Please answer from the book description below: what does it say "organic" has become?
╭─ PROVIDED PASSAGE
A Greedy Man in a Hungry World: How (almost) everything you thought you knew about food is wrong: Unabridged edition
The UK’s most influential food and drink journalist shoots a few sacred cows of food culture.
The doctrine of local food is dead. Farmers’ markets are merely a lifestyle choice for the affluent middle classes. And ‘organic’ has become little more than a marketing label that is way past its sell by date. That may be a little hard to swallow for the ethically-aware food shopper but it doesn’t make it any less true. And now the UK’s most outspoken and entertaining food writer is ready to explain why.
╰─
╭─ STORED ROWS
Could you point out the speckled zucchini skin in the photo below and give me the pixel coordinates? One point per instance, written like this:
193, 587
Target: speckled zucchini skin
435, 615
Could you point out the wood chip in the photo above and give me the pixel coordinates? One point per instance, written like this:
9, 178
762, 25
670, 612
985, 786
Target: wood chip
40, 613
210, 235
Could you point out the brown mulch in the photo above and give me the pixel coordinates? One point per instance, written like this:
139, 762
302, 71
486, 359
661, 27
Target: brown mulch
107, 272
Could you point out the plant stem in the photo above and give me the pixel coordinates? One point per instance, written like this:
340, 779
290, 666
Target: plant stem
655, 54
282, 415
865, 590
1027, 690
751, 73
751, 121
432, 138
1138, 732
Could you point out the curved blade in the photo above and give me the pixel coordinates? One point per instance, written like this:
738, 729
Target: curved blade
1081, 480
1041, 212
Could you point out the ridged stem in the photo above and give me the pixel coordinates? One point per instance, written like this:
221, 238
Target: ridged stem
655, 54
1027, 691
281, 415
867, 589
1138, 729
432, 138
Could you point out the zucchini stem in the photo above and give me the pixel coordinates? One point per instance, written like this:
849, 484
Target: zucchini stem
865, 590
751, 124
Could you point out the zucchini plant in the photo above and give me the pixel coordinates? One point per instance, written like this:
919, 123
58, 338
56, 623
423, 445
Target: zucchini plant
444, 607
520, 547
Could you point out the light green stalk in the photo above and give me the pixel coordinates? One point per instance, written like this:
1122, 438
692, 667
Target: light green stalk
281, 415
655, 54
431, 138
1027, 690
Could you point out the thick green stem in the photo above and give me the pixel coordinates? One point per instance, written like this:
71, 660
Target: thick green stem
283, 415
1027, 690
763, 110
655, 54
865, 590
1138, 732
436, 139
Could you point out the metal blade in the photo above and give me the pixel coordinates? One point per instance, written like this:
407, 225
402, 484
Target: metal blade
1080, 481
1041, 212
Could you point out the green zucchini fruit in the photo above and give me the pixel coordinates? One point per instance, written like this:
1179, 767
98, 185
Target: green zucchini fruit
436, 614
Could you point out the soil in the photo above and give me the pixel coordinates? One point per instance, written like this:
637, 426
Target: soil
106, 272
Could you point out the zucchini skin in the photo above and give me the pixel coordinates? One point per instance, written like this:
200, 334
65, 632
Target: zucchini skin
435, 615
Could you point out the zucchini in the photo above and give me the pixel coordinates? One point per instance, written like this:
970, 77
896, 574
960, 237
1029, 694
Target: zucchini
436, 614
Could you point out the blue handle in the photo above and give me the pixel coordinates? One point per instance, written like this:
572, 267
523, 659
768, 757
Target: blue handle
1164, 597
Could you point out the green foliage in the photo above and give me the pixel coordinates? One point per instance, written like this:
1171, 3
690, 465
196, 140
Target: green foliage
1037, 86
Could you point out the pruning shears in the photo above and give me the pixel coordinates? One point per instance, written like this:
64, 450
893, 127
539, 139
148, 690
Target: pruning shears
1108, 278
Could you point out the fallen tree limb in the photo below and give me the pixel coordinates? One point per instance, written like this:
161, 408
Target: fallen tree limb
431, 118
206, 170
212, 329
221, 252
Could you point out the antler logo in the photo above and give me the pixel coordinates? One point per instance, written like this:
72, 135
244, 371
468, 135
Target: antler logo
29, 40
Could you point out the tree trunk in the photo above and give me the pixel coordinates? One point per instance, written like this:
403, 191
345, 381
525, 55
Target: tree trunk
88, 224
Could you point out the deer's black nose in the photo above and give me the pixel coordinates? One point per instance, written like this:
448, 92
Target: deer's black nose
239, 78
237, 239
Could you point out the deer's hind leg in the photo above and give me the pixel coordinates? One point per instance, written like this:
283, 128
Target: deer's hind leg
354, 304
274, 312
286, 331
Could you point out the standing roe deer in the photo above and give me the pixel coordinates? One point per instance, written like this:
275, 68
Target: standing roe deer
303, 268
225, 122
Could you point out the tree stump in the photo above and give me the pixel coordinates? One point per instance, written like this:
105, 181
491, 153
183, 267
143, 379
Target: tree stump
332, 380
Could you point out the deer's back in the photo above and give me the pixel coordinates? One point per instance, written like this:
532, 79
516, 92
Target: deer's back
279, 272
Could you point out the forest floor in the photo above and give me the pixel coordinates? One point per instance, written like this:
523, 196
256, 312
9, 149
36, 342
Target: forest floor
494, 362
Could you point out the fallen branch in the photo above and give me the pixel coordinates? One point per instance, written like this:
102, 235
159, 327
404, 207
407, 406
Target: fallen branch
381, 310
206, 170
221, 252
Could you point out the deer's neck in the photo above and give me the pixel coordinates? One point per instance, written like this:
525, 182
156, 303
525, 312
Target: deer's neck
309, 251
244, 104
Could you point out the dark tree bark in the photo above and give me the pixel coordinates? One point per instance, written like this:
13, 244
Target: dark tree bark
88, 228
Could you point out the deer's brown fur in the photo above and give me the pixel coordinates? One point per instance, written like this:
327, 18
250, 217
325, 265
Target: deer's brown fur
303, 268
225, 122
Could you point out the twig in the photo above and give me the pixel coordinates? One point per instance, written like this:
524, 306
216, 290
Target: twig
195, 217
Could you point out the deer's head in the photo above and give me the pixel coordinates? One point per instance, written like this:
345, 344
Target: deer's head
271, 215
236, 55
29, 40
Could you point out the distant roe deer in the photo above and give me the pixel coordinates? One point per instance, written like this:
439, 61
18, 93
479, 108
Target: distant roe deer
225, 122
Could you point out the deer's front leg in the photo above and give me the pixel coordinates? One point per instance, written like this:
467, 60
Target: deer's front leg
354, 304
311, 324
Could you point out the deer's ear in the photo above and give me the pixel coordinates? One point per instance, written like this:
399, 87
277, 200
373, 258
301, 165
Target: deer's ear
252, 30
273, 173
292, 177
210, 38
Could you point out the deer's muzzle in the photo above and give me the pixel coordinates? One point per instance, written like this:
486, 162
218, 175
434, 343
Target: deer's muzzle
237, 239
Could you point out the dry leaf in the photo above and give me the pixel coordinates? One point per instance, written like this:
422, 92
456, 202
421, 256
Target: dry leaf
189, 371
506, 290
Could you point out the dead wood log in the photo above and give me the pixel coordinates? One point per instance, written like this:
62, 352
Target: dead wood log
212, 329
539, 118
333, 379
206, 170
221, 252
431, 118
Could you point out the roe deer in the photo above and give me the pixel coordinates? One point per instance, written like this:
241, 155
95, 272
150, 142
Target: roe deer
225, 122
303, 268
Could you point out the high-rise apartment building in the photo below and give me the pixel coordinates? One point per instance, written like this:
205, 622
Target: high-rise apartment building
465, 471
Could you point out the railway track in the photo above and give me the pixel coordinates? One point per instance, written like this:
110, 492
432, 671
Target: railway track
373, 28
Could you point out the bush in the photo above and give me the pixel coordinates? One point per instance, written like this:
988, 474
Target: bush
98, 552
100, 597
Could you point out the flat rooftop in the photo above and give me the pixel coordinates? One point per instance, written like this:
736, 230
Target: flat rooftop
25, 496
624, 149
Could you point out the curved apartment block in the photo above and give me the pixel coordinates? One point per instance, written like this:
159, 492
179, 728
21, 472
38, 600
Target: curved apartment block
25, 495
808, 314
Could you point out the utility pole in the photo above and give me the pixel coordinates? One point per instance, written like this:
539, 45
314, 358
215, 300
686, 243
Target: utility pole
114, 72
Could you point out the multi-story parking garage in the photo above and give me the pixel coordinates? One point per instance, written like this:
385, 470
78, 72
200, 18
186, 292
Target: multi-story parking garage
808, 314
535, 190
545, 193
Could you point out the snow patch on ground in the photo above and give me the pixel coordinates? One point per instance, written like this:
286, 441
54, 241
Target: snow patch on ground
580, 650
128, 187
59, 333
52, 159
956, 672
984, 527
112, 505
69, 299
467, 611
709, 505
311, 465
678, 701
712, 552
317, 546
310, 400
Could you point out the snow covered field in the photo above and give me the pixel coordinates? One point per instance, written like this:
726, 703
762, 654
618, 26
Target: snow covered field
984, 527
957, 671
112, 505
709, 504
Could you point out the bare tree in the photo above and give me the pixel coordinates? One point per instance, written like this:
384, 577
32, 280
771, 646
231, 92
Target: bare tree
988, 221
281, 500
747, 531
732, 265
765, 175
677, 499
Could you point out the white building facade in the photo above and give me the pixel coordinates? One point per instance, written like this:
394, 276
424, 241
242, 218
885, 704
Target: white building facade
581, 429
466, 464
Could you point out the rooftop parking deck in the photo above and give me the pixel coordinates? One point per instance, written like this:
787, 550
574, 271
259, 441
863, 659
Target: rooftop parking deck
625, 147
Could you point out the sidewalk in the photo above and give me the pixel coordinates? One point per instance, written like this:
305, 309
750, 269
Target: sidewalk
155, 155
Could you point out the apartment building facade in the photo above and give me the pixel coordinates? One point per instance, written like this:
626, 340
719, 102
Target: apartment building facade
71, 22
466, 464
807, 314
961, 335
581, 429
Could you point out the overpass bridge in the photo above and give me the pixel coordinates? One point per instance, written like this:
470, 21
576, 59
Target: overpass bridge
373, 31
╰─
◆ WRITTEN SOLUTION ◆
Little more than a marketing label that is way past its sell-by date.